* _Problem_: Set out exactly every line of the entries below, starting at the line that holds "written like [245,229]." and stopping after the line that holds "written like [167,229].".
*** Block opens ***
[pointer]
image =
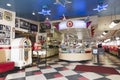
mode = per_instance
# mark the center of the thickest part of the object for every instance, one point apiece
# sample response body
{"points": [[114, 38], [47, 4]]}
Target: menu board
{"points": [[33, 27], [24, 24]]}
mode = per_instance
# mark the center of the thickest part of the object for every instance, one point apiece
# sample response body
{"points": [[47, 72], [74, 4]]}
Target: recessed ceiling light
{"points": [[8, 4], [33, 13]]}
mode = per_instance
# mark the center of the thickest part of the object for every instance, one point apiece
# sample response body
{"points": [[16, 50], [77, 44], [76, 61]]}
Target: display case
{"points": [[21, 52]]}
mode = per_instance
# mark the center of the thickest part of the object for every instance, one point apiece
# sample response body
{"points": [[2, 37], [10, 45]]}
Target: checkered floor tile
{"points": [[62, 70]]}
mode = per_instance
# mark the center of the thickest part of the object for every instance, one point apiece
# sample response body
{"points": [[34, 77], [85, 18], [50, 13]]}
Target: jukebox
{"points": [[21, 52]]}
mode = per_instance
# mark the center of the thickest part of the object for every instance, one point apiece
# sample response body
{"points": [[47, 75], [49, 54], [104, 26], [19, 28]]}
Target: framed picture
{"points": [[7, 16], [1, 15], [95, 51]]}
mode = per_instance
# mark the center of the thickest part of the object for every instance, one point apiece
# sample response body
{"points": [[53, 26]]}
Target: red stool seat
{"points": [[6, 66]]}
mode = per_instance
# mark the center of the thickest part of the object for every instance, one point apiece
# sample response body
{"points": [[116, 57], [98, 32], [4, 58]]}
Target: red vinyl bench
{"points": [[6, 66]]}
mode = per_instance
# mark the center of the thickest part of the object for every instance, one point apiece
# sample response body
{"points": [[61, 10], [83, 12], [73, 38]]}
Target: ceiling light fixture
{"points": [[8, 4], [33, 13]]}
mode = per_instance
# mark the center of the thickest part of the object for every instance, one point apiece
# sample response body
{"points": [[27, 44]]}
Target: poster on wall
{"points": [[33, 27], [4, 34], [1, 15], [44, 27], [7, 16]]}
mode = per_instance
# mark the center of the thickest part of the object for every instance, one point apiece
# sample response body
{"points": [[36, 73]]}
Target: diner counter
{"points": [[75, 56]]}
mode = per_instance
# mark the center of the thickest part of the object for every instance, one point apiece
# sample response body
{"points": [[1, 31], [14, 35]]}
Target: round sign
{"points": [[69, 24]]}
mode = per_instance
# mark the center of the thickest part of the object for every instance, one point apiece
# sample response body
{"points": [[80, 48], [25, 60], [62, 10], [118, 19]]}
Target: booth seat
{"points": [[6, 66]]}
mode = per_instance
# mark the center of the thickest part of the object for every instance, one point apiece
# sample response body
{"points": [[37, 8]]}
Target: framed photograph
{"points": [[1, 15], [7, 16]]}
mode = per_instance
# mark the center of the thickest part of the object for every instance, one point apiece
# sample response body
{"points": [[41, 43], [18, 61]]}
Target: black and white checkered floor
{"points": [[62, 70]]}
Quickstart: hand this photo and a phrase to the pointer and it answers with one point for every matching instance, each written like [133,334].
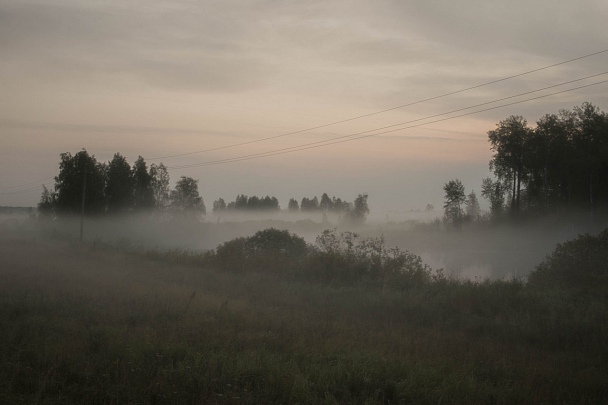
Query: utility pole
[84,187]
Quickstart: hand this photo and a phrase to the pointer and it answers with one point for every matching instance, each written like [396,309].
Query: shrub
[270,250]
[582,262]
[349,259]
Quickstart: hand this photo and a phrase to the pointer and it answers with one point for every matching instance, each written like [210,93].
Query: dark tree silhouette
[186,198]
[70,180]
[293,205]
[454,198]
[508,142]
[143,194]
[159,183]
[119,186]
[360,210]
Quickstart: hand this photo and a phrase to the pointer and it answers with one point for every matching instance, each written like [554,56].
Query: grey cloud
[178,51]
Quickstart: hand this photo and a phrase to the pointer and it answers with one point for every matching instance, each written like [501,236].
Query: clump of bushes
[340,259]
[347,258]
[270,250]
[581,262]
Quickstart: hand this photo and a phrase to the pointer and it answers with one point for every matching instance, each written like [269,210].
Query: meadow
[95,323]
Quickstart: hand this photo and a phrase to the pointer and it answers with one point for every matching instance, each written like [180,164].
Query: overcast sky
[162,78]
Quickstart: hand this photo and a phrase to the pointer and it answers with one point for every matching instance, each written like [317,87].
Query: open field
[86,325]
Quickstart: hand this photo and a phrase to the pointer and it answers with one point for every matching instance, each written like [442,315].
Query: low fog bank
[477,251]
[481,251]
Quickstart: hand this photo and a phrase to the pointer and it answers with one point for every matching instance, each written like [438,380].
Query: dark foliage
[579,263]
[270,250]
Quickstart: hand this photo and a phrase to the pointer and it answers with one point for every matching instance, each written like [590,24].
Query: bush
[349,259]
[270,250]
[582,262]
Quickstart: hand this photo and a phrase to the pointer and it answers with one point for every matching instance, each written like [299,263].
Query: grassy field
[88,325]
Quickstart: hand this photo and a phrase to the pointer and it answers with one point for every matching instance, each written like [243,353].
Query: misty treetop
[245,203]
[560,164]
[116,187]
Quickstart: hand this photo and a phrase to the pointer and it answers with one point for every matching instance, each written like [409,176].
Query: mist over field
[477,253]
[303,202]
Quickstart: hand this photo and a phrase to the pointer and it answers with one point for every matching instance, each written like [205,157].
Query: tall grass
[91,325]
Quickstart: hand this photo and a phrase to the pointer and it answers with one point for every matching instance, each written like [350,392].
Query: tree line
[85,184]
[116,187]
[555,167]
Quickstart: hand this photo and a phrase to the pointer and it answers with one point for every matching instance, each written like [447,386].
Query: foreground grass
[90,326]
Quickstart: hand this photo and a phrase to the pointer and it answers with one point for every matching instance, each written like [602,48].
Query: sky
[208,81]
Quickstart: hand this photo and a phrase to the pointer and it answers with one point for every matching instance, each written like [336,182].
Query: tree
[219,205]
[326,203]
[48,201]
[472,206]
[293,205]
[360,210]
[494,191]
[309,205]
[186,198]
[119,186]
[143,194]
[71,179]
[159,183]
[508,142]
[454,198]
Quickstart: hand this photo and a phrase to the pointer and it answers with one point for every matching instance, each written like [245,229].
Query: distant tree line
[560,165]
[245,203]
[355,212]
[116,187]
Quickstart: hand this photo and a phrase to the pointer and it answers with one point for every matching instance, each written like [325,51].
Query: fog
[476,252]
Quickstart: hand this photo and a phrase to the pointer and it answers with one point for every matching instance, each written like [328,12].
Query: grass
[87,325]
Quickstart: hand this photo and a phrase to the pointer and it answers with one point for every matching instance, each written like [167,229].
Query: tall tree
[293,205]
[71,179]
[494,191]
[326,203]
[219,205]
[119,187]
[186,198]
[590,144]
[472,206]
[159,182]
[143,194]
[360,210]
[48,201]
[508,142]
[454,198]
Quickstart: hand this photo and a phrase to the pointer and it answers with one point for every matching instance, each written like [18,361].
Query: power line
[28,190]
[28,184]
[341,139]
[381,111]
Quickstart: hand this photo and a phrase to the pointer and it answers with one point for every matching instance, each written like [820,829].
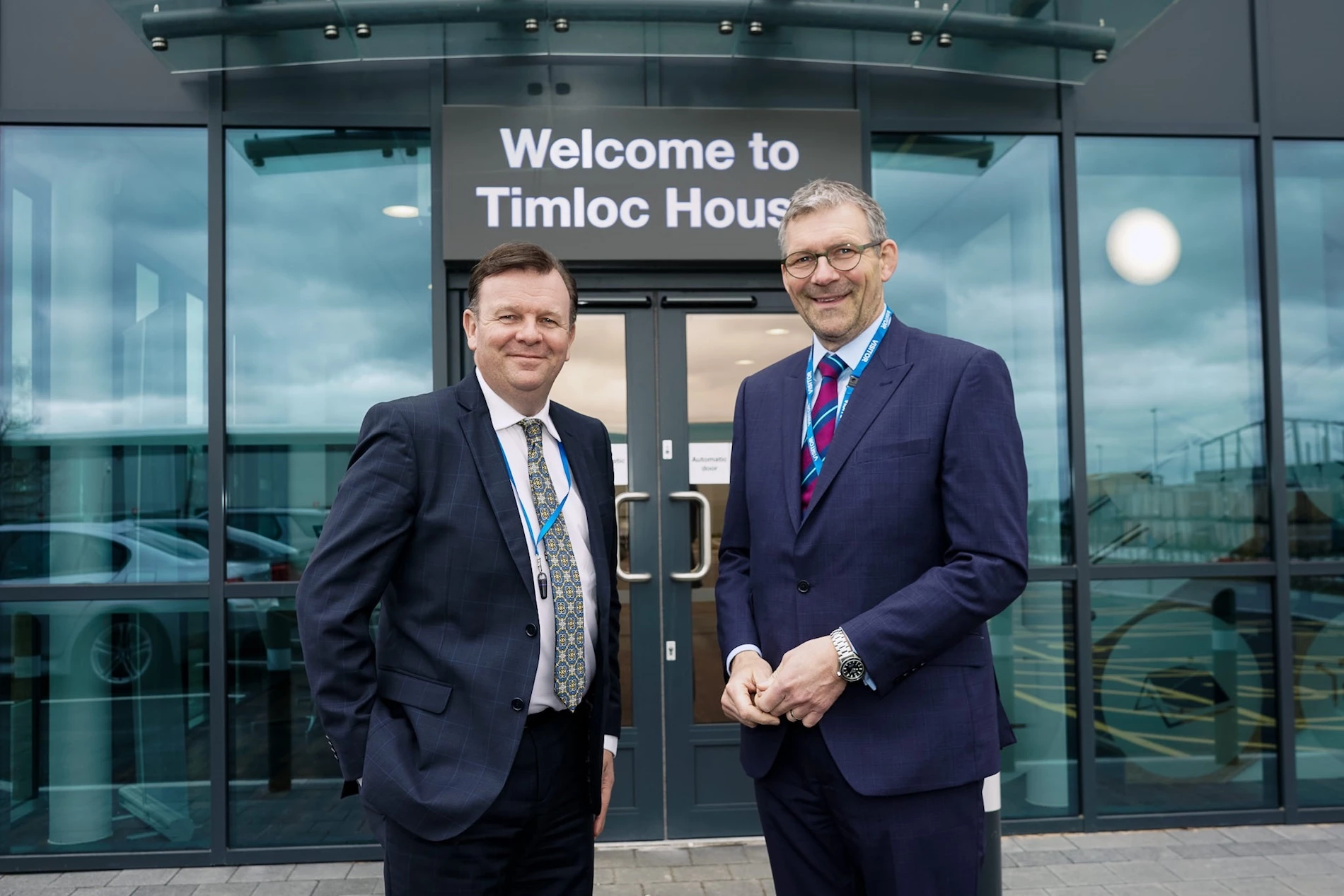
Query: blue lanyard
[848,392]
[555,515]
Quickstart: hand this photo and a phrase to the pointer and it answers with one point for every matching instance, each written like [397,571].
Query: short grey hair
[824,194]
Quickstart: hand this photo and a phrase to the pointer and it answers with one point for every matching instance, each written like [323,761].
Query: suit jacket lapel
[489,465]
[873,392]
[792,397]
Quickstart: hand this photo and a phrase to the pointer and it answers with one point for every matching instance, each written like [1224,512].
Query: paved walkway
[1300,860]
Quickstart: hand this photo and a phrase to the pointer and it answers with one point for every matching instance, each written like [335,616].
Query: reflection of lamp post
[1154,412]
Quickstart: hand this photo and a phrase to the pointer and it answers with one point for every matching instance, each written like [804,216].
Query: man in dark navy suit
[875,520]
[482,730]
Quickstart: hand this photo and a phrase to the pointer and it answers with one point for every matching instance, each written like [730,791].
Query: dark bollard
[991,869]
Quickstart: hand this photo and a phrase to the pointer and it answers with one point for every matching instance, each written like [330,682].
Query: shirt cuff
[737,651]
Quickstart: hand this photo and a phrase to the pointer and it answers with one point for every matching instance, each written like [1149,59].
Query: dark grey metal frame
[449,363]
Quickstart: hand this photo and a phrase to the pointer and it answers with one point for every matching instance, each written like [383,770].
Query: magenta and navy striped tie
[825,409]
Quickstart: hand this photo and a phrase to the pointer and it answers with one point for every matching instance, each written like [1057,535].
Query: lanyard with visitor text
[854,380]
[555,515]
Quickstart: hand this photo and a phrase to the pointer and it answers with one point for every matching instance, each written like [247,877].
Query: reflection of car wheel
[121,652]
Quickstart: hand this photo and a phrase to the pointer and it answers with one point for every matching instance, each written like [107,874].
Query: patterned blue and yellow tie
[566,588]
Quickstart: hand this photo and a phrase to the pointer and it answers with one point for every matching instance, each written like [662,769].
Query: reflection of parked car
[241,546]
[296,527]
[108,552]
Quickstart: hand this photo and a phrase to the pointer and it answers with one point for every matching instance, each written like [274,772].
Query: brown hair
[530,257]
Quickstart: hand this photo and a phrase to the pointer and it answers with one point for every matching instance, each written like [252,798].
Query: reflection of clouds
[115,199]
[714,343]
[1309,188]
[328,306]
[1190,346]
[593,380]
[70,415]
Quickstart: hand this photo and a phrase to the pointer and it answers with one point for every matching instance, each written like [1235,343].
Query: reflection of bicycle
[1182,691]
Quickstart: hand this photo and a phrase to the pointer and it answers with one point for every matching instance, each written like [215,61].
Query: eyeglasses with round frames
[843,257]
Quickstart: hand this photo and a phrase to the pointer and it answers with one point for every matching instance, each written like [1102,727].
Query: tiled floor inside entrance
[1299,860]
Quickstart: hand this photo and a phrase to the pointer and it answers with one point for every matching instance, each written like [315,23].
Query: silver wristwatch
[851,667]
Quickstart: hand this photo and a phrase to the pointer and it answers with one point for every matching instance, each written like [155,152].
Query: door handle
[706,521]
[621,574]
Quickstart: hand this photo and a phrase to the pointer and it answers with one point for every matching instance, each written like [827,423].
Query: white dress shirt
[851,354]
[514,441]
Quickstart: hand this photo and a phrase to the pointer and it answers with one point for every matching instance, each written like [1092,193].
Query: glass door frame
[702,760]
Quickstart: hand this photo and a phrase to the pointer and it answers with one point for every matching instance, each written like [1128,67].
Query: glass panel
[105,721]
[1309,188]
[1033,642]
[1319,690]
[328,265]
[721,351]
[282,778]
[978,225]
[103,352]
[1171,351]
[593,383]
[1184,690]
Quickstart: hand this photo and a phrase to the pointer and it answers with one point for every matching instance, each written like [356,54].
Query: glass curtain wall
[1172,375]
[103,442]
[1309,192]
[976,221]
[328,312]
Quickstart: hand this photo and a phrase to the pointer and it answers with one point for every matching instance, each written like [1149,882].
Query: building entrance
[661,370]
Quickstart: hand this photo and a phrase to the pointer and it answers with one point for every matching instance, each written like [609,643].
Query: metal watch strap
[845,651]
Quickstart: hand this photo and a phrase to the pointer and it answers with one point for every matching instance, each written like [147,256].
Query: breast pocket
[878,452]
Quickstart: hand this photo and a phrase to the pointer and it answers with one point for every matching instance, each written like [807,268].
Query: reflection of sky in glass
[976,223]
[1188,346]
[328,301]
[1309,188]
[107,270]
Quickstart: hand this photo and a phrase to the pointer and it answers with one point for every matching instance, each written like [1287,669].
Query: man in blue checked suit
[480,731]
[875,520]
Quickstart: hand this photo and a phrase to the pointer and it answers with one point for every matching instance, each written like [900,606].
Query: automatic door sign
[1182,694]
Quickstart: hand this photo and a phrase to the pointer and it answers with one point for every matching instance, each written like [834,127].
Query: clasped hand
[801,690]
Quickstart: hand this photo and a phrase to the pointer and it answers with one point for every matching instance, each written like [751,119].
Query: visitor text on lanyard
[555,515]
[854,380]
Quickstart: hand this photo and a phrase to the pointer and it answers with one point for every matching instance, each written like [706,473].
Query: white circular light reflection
*** Block closes ***
* _Output for this task_:
Quickstart: hand this photo and a phrase to the pointer and it answers with one point for every matching instance, each written like [245,229].
Query: distant tree line
[560,165]
[245,203]
[355,212]
[116,187]
Quickstart: hand this photo and a phrase to the pointer and it answers with one point for every matching instance, each written like [325,51].
Query: fog
[476,252]
Quickstart: hand this photo and a phrase to the pointer and it answers with one point for every matching instance, each written like [328,12].
Query: grass
[87,325]
Quickstart: hand this photo and a phrase to the pointer and it answers with one point for every matching instance, each written like [167,229].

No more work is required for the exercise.